Task brief: Retype only the stretch of lines that starts with the line containing "[(317, 539), (147, 962)]" and ends with the last line of the records, both included, exactly.

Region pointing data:
- - - - -

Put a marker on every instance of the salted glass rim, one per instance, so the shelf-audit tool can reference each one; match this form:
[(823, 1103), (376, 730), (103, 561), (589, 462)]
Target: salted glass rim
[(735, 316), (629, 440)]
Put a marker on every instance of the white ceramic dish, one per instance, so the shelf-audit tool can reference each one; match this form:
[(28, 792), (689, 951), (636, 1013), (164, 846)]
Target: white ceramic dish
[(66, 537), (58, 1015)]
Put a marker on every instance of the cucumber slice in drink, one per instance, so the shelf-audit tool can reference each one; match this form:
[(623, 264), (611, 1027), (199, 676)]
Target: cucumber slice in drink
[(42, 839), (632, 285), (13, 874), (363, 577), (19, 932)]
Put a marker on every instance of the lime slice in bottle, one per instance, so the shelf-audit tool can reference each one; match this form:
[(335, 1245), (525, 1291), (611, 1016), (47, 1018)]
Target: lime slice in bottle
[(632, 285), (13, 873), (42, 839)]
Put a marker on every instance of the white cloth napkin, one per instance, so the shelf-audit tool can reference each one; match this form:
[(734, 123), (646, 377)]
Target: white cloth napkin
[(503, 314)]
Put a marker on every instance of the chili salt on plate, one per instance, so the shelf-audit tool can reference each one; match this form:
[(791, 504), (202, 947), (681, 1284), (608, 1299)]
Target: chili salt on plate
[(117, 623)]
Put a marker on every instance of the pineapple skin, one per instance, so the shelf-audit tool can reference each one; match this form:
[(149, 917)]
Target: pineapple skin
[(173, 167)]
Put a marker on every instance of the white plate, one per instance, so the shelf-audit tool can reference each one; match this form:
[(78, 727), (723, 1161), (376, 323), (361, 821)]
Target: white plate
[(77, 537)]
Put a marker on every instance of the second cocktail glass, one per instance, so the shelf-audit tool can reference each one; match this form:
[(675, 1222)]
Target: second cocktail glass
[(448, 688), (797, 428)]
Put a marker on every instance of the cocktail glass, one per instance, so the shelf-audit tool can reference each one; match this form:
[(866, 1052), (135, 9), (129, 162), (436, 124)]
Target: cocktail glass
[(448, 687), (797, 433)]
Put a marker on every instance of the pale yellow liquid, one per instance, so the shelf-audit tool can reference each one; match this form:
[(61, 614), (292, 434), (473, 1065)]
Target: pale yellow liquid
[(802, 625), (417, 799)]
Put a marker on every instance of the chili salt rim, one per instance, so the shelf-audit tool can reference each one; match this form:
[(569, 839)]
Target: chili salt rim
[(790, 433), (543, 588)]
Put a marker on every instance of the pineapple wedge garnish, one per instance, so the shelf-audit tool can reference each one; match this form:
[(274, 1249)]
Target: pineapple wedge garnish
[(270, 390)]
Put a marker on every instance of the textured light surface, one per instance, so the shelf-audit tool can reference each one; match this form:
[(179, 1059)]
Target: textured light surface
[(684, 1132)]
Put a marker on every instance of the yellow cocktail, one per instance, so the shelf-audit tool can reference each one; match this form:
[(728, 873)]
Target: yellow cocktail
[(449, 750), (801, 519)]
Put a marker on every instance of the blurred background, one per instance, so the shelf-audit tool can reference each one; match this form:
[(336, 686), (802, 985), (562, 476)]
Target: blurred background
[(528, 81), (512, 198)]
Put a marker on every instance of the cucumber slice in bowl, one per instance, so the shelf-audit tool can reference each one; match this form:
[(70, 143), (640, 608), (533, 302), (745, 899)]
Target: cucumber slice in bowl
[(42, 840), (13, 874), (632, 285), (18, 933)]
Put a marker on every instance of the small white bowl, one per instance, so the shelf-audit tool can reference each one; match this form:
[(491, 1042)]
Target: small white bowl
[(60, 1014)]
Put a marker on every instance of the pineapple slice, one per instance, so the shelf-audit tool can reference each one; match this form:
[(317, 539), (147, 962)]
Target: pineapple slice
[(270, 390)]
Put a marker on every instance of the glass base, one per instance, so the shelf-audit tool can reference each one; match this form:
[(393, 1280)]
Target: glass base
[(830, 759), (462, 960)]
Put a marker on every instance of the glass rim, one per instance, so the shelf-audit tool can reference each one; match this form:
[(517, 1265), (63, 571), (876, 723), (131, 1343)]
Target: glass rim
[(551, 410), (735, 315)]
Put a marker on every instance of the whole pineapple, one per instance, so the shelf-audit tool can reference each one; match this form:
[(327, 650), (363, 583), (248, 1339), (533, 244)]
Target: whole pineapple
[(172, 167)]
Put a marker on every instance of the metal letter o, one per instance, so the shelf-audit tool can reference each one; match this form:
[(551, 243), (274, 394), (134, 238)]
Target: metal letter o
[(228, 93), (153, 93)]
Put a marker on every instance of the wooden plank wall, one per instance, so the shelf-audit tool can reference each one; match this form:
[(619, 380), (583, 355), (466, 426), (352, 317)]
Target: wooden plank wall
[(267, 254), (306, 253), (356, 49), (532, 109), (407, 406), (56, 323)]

- - - - -

Output of the task:
[(317, 539), (147, 962)]
Target: pineapple slice
[(270, 390)]
Put a marker on every instance of the glass base, one per instance, so the shelf-audit tool can reference each one; match this form:
[(393, 1280)]
Target: glass base
[(830, 759), (462, 960)]
Put a marker on every instance of the glass rim, one per instance, so the shelf-audit tool can reference each one; match this form:
[(517, 1265), (63, 571), (876, 723), (131, 1343)]
Target: glass rim
[(551, 410), (735, 315)]
Put a marker on every instance of the whole pineapple, one per instance, so the shelf-audit tool can reference each one; match this form:
[(327, 650), (363, 583), (248, 1339), (533, 244)]
Target: whole pineapple
[(172, 167)]
Put a marker on every instance of the metal letter o, one per instance, so the shelf-audit tool can reference each one; match this form:
[(551, 243), (274, 394), (134, 238)]
Target: metal letter o
[(228, 93), (153, 93)]
Put a marker on every instance of the wooden plank wall, one per instance, so the shelf-audit tool can reference each one; match this form:
[(619, 380), (583, 355), (466, 426), (352, 317)]
Target: wooden plank wall
[(267, 254), (306, 253), (356, 49), (532, 109), (407, 406), (56, 323)]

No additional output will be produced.